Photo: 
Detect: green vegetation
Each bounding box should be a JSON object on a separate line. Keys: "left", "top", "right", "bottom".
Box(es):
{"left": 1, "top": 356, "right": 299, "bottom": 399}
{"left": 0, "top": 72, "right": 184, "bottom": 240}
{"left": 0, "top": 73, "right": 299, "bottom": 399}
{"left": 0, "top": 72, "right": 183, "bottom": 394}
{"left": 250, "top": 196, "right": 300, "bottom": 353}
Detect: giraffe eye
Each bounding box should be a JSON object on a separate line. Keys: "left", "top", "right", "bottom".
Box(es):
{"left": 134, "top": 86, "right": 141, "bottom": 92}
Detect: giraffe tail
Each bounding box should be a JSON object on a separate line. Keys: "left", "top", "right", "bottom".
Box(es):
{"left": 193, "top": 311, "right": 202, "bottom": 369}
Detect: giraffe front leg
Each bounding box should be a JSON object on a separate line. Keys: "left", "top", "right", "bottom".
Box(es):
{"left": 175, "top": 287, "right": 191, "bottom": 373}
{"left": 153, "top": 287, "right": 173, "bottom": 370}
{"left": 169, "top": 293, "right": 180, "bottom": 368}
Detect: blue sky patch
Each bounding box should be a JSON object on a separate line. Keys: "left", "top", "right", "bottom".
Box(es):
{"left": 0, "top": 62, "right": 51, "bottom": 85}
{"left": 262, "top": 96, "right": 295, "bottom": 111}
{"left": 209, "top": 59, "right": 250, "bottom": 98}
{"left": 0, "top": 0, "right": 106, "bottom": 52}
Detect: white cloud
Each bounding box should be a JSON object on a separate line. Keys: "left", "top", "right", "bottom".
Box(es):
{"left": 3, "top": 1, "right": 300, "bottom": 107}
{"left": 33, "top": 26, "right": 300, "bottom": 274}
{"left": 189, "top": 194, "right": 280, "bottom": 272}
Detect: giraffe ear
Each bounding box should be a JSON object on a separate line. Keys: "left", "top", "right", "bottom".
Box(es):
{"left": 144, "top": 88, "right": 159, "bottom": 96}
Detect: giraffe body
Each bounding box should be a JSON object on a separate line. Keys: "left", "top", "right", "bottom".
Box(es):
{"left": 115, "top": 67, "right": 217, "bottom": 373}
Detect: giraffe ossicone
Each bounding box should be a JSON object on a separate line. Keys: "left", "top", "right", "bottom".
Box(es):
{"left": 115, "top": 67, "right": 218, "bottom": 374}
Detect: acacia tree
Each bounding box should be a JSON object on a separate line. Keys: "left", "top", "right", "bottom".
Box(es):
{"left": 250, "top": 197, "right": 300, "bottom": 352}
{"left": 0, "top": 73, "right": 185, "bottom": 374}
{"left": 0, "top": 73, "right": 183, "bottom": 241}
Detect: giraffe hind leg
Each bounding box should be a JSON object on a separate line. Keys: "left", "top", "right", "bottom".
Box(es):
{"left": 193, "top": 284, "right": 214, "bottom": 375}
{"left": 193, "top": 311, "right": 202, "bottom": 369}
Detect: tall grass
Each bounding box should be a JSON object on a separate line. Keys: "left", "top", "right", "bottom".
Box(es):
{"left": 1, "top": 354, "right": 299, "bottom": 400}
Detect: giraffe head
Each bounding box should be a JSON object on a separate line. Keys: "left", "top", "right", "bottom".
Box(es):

• Required action
Print the material once more, exactly.

• Written answer
Photo: 
Detect: green vegetation
Each bounding box should be a JSON object on a separate line. Keys: "left", "top", "right", "bottom".
Box(es):
{"left": 1, "top": 356, "right": 299, "bottom": 399}
{"left": 0, "top": 72, "right": 184, "bottom": 240}
{"left": 0, "top": 73, "right": 299, "bottom": 399}
{"left": 0, "top": 72, "right": 183, "bottom": 394}
{"left": 250, "top": 196, "right": 300, "bottom": 353}
Detect: giraffe eye
Each bounding box should be a JSON object on a separate line. Keys: "left", "top", "right", "bottom".
Box(es):
{"left": 134, "top": 86, "right": 141, "bottom": 92}
Detect: giraffe tail
Each bounding box should be a JSON object on a separate line. Keys: "left", "top", "right", "bottom".
Box(es):
{"left": 193, "top": 311, "right": 202, "bottom": 369}
Detect: giraffe front leg
Each bounding box should be a JSON object on a separate line. Keys: "left", "top", "right", "bottom".
Box(es):
{"left": 175, "top": 287, "right": 191, "bottom": 373}
{"left": 153, "top": 287, "right": 173, "bottom": 370}
{"left": 169, "top": 293, "right": 180, "bottom": 368}
Detect: blue sky patch
Each bounding box should be a JSON object on a separate line. Keys: "left", "top", "right", "bottom".
Box(es):
{"left": 0, "top": 62, "right": 51, "bottom": 85}
{"left": 262, "top": 96, "right": 295, "bottom": 111}
{"left": 209, "top": 59, "right": 250, "bottom": 98}
{"left": 0, "top": 0, "right": 106, "bottom": 52}
Detect: white cloud
Each bounding box should be a JSON object on a separate line. Keys: "left", "top", "right", "bottom".
Box(es):
{"left": 3, "top": 1, "right": 300, "bottom": 107}
{"left": 33, "top": 26, "right": 300, "bottom": 274}
{"left": 189, "top": 194, "right": 280, "bottom": 272}
Detect: giraffe ear
Each bounding box should be a JSON object on a separate line. Keys: "left", "top", "right", "bottom".
Box(es):
{"left": 144, "top": 88, "right": 159, "bottom": 96}
Detect: giraffe body
Each bounding box should be a JSON object on a separate line. Keys: "left", "top", "right", "bottom".
Box(es):
{"left": 115, "top": 67, "right": 217, "bottom": 373}
Detect: giraffe ossicone
Each bounding box should be a JSON object on a separate line. Keys: "left", "top", "right", "bottom".
Box(es):
{"left": 115, "top": 67, "right": 218, "bottom": 374}
Detect: acacia tree
Each bounding box should be a JSON object on a separate line. Keys: "left", "top", "right", "bottom".
Box(es):
{"left": 250, "top": 197, "right": 300, "bottom": 352}
{"left": 0, "top": 73, "right": 185, "bottom": 374}
{"left": 0, "top": 73, "right": 183, "bottom": 241}
Detect: giraffe hind leg
Each bounding box should be a JSON object on a separate line. Keys: "left", "top", "right", "bottom".
Box(es):
{"left": 193, "top": 284, "right": 214, "bottom": 375}
{"left": 193, "top": 311, "right": 202, "bottom": 369}
Detect: tall grass
Each bounding box should be a JSON object on a separate line. Keys: "left", "top", "right", "bottom".
Box(es):
{"left": 1, "top": 354, "right": 299, "bottom": 400}
Detect: giraffe head
Each bounding box should be a JSON object on a separate line. Keys: "left", "top", "right", "bottom".
Box(es):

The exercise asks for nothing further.